Instructions to follow: What you produce should be every line from the data that includes "hedge".

Records provided:
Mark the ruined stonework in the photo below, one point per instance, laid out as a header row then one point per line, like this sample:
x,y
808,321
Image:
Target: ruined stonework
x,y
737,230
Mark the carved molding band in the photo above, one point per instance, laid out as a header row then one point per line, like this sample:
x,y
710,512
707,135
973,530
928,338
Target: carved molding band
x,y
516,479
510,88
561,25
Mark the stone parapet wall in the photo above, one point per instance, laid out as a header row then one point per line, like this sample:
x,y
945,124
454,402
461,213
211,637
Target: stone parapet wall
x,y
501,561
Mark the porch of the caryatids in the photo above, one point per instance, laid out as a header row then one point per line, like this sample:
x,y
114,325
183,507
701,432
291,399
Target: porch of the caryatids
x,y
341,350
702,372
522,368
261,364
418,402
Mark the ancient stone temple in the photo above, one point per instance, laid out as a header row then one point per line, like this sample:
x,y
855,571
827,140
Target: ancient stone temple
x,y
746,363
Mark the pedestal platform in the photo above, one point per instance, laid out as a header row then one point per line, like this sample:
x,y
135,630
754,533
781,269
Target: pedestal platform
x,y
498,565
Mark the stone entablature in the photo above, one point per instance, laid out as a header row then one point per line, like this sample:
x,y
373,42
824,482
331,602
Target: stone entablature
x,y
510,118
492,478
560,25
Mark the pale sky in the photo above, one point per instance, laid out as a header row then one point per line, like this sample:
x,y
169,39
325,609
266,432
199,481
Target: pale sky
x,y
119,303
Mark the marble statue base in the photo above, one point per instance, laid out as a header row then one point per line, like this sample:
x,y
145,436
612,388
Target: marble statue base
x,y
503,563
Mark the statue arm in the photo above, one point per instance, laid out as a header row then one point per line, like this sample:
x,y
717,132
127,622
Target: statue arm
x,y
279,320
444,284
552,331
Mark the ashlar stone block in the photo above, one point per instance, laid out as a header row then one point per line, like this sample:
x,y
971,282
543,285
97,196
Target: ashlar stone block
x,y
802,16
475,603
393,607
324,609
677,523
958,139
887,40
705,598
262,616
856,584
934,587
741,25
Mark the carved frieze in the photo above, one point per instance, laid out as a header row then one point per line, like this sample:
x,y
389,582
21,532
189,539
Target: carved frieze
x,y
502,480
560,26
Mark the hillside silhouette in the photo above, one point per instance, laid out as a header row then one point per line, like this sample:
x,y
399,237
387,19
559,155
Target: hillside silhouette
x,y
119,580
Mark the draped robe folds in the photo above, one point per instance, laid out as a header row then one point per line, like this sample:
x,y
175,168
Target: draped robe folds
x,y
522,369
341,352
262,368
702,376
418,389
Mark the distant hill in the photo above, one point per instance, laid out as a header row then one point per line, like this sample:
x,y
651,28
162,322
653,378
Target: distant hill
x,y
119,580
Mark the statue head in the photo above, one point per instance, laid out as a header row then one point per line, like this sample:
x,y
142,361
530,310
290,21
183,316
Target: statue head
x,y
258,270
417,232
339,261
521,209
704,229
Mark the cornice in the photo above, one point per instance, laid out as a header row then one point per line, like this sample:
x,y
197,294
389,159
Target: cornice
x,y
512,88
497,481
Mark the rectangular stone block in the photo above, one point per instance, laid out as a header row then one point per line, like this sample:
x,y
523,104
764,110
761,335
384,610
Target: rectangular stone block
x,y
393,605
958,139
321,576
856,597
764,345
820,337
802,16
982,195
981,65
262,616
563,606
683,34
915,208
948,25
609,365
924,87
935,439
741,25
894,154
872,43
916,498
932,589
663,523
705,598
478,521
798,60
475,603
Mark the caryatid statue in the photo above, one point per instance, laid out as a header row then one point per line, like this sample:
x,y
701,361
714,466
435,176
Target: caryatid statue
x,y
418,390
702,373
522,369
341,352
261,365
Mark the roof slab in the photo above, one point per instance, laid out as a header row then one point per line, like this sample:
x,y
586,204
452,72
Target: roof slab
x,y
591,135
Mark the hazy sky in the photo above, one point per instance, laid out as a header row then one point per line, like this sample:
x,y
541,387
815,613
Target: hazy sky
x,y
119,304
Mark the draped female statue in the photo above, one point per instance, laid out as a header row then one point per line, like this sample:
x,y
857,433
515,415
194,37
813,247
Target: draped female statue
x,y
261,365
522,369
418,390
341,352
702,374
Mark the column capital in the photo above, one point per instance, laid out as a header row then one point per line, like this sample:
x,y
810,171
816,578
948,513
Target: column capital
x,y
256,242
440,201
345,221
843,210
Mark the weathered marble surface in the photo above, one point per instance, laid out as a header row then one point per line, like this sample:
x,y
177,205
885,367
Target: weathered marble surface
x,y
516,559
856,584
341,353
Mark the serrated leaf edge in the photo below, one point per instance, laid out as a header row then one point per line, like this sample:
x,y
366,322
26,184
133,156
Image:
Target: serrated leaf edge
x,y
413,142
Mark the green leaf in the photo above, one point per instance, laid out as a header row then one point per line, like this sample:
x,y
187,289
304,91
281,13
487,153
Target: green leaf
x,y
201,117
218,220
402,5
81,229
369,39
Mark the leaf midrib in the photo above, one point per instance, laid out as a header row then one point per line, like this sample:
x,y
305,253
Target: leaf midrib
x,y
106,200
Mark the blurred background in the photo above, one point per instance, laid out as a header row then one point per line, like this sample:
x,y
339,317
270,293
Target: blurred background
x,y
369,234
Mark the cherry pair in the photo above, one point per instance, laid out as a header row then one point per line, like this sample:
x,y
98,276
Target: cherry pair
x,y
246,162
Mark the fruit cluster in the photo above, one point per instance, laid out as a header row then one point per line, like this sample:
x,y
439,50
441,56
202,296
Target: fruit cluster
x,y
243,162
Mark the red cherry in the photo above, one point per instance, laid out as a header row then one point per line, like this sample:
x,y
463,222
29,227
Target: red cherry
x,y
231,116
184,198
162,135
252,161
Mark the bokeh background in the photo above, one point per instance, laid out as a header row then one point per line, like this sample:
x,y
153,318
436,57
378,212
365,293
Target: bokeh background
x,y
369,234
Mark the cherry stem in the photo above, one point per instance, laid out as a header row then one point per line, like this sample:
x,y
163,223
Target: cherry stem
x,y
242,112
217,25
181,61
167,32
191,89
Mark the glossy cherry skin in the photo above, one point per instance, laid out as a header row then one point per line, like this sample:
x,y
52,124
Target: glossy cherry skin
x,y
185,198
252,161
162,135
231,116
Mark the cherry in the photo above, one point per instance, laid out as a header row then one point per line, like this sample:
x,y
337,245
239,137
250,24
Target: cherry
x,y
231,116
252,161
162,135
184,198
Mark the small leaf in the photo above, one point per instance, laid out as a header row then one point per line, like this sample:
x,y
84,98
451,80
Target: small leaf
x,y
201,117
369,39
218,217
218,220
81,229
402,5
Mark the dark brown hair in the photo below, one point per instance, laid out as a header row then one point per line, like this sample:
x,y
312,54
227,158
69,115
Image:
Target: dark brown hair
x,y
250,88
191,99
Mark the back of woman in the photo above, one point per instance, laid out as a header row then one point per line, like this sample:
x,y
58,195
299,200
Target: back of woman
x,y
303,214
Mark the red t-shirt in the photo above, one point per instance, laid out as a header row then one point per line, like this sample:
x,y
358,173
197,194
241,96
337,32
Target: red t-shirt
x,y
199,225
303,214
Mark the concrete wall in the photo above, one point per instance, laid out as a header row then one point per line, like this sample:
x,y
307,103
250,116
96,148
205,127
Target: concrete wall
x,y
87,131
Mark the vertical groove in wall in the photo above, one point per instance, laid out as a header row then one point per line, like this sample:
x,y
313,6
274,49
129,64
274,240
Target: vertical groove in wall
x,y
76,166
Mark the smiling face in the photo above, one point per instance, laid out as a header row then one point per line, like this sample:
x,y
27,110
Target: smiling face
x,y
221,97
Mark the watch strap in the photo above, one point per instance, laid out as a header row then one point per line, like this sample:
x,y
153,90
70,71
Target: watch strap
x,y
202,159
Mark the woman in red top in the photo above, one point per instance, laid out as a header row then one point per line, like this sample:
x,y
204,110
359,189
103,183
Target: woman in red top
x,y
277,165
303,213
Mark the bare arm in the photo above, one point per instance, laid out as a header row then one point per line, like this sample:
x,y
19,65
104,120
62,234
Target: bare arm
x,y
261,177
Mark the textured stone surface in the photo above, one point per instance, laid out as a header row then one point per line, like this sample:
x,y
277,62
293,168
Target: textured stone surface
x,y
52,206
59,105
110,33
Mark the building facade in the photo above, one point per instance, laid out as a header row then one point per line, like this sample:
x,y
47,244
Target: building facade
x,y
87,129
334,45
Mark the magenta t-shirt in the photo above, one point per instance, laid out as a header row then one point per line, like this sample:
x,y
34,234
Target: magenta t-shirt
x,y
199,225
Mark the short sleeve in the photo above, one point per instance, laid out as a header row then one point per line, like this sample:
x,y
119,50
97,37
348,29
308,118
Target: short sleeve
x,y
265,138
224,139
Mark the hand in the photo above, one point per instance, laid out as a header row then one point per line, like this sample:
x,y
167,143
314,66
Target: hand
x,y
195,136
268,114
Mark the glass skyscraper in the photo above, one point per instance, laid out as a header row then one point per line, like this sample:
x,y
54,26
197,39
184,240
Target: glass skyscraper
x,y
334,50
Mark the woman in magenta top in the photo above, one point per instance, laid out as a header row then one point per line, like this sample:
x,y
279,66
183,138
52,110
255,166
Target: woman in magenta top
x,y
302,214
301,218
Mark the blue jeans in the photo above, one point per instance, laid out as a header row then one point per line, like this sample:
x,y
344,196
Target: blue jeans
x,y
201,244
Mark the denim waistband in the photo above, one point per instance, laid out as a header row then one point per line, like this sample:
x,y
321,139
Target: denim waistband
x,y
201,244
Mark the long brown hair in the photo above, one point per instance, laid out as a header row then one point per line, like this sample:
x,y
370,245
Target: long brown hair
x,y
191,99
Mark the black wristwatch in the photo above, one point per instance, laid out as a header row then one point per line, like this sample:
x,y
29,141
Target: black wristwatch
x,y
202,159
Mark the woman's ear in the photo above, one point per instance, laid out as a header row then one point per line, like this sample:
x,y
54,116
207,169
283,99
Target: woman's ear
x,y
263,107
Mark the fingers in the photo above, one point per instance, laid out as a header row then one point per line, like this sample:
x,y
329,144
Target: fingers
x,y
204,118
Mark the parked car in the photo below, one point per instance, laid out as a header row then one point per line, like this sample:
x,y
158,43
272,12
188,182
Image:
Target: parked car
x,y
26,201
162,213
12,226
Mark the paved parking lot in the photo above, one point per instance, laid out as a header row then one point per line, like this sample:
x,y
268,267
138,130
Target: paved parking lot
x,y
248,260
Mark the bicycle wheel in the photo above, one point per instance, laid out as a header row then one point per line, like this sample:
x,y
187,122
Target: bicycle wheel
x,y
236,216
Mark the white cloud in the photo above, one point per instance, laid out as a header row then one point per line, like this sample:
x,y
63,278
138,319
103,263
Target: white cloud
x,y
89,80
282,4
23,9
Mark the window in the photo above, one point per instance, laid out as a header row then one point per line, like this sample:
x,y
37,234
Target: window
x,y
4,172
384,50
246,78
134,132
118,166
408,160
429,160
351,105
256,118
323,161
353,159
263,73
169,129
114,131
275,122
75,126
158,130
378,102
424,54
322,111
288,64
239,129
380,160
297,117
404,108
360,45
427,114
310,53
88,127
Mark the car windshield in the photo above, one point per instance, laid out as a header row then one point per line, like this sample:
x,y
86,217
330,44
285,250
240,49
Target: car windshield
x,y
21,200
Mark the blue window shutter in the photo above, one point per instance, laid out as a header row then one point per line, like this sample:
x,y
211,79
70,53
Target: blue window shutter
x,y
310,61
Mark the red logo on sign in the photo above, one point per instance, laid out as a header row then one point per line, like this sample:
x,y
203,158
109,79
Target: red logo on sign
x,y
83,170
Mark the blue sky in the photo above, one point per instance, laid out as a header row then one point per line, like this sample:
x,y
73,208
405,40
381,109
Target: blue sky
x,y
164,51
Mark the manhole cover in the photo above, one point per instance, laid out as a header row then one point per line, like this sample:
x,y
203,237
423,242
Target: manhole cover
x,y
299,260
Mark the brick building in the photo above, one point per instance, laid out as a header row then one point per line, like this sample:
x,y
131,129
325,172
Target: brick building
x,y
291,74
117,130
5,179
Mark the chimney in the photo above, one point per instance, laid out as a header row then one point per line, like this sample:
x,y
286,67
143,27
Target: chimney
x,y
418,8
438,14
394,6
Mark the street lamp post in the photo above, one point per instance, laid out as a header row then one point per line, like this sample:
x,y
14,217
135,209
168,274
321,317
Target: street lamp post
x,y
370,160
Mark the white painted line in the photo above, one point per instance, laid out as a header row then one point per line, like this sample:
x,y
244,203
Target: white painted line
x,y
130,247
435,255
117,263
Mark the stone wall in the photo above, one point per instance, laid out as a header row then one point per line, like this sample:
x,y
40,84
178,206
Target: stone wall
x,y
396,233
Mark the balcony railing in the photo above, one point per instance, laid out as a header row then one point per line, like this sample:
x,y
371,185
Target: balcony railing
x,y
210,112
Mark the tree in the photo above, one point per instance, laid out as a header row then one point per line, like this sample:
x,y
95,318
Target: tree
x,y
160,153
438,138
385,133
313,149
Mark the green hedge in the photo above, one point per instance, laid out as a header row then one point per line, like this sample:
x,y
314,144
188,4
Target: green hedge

Task answer:
Mark the green hedge in the photo above, one point per instance, laid out as a header row then one point per line, like this sample:
Target: green hedge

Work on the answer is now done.